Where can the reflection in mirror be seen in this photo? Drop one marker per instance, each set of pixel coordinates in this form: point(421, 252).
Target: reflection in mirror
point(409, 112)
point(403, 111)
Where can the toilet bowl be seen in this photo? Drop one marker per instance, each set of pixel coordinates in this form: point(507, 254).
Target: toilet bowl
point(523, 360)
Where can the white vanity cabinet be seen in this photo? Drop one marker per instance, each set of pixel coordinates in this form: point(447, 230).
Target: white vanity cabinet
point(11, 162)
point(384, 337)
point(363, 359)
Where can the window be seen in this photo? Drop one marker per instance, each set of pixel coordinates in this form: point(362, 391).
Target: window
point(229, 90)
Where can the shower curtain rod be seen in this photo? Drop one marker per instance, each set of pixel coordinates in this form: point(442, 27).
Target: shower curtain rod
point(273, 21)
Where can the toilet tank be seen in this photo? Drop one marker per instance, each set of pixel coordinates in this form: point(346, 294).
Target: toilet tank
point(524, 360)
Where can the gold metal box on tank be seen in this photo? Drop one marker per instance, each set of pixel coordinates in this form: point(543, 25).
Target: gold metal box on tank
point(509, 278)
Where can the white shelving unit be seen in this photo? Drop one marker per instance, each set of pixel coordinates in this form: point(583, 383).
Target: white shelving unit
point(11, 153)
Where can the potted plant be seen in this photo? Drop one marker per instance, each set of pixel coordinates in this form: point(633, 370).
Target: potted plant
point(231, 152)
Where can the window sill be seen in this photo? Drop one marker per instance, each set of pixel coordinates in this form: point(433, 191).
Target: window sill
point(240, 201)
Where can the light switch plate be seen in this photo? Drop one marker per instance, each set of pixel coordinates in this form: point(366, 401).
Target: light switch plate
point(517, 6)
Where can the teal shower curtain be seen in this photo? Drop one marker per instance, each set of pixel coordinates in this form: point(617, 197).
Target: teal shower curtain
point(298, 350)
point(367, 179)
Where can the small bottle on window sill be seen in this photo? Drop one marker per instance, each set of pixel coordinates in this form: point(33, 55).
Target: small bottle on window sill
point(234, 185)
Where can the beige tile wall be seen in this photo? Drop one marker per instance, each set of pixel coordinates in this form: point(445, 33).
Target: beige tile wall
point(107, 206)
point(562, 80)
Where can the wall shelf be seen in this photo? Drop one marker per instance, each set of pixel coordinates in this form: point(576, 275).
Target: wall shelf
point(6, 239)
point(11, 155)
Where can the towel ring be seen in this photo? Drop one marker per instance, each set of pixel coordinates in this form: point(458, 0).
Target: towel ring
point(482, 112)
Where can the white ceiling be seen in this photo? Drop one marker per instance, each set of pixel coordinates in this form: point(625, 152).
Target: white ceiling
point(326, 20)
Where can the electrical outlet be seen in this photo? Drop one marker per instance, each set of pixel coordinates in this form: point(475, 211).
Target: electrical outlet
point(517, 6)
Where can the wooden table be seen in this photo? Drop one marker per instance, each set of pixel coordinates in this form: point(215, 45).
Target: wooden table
- - - -
Challenge: Reproduce, word for word, the lines of the data above from the one holding "Where can the wooden" through the last line of the data, both ends included.

Response below:
Where can the wooden table be seen in this photo? Drop one marker per instance, each set of pixel coordinates in this form: point(215, 45).
Target: wooden table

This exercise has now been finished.